→ **Your goal**
Write out the lines below as a numbered list, from the line containing "Where can the hazy" through the last line, with blank lines left out.

→ **Data section**
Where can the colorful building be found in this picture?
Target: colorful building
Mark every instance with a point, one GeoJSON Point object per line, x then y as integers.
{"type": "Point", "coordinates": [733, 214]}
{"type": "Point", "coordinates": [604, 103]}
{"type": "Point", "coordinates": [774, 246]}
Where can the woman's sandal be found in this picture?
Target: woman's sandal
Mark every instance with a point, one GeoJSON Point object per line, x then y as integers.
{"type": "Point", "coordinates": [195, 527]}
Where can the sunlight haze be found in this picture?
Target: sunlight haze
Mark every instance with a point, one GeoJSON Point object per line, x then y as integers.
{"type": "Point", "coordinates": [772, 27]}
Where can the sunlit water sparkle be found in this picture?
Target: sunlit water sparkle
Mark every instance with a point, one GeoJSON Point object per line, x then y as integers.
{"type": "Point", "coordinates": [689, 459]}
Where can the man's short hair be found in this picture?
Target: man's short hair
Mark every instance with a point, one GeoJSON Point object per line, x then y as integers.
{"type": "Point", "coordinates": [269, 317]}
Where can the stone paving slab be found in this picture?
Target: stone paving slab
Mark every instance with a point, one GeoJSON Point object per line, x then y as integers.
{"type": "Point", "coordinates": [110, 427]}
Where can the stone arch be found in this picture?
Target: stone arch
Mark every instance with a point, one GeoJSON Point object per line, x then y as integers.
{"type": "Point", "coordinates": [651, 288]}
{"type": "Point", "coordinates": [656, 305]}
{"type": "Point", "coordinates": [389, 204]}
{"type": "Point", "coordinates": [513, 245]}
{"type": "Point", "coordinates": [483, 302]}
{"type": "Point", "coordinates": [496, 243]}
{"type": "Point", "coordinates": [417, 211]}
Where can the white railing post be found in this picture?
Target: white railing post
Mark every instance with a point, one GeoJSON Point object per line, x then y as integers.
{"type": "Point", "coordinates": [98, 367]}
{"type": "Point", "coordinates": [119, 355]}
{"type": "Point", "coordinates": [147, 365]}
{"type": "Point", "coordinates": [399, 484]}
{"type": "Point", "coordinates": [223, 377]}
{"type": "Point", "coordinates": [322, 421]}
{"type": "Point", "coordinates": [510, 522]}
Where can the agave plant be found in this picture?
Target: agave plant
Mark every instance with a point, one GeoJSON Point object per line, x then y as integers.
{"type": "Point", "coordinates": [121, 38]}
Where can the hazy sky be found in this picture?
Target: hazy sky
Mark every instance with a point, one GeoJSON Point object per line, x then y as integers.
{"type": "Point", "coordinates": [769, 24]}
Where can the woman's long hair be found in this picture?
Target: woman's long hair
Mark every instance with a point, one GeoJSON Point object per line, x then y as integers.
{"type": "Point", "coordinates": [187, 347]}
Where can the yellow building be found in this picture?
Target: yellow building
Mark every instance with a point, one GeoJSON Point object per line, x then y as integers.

→ **Response for this exercise**
1. Where can the hazy sky be found in this picture?
2. Target: hazy sky
3. Mark every instance with a point, one GeoJSON Point object per line, x then y as integers.
4. {"type": "Point", "coordinates": [769, 24]}
5. Where can the woman's long hair be found in this picture?
6. Target: woman's long hair
7. Mark every instance with a point, one GeoJSON Point object per line, x then y as integers.
8. {"type": "Point", "coordinates": [187, 347]}
9. Where can the yellow building be found in this picture?
10. Target: yellow building
11. Mark every instance with a point, one GeoJSON Point object per line, x then y as integers.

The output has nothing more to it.